> EXCERPT TO READ
After five days of initiating a recall of Fraîch’Up pizzas marketed since June 2021, health officials ordered production at the Caudry factory to cease and the Paris prosecutor’s office opened an investigation into alleged involuntary manslaughter at the start of April.
According to the company’s internal analyses, “the most likely hypothesis” is “flour contamination.”
Inspections carried out by health authorities in recent years had reported, “the presence of rodents” and the “lack of maintenance and cleanliness of the manufacturing, storage, and passage areas” at the factory, according to the order of the city hall of April 1.
In December, Nestlé received the go-ahead to reopen one of the plant’s two lines, which was not affected by the recall last March.
Stéphane Derammelaere, a member of the French union Force Ouvrière, estimated the factory’s orders were at 450 compared to the 3,500 initially planned for 2023.
He told AFP his colleagues were “devastated”, adding: “We did not expect the distributors to slam the door on us.”
“I think it’s over, ” concluded the unionist, indicating that Nestlé’s “verdict” is scheduled for March 30th.
The mayor of Caudry, Frédéric Bricout, in an interview with AFP, asked Nestlé, “a global group that makes billions in profits to replace the production of pizzas with another product in Caudry.”
In a statement co-signed with the president of the regional council of Hauts-de-France, Xavier Bertrand, the mayor, demanded a meeting with Nestlé France “to know” its “true intentions” for Caudry.

> LISTED RECORDS
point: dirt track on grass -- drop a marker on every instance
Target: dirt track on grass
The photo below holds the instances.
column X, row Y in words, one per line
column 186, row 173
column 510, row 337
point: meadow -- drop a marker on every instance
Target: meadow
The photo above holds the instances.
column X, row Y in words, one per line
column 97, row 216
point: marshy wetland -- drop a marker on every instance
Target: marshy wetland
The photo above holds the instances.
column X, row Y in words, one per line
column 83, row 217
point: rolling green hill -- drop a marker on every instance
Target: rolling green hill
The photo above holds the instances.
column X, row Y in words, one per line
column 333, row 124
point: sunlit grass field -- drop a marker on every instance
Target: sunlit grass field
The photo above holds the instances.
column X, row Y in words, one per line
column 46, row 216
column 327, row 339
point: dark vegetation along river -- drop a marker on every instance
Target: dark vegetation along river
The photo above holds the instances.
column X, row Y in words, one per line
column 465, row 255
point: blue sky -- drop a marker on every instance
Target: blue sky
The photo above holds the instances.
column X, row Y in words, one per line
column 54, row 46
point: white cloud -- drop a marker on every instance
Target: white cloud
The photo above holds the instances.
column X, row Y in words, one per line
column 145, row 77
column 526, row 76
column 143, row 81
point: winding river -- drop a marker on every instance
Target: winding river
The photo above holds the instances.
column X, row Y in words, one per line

> REQUIREMENT 1
Return the complete excerpt about the Caudry pizza factory word for word.
> REQUIREMENT 2
Report each line of the listing that contains the word "along".
The excerpt about the Caudry pizza factory and the listing are unrelated material.

> CORRECT ANSWER 1
After five days of initiating a recall of Fraîch’Up pizzas marketed since June 2021, health officials ordered production at the Caudry factory to cease and the Paris prosecutor’s office opened an investigation into alleged involuntary manslaughter at the start of April.
According to the company’s internal analyses, “the most likely hypothesis” is “flour contamination.”
Inspections carried out by health authorities in recent years had reported, “the presence of rodents” and the “lack of maintenance and cleanliness of the manufacturing, storage, and passage areas” at the factory, according to the order of the city hall of April 1.
In December, Nestlé received the go-ahead to reopen one of the plant’s two lines, which was not affected by the recall last March.
Stéphane Derammelaere, a member of the French union Force Ouvrière, estimated the factory’s orders were at 450 compared to the 3,500 initially planned for 2023.
He told AFP his colleagues were “devastated”, adding: “We did not expect the distributors to slam the door on us.”
“I think it’s over, ” concluded the unionist, indicating that Nestlé’s “verdict” is scheduled for March 30th.
The mayor of Caudry, Frédéric Bricout, in an interview with AFP, asked Nestlé, “a global group that makes billions in profits to replace the production of pizzas with another product in Caudry.”
In a statement co-signed with the president of the regional council of Hauts-de-France, Xavier Bertrand, the mayor, demanded a meeting with Nestlé France “to know” its “true intentions” for Caudry.

> CORRECT ANSWER 2
point: dark vegetation along river -- drop a marker on every instance
Target: dark vegetation along river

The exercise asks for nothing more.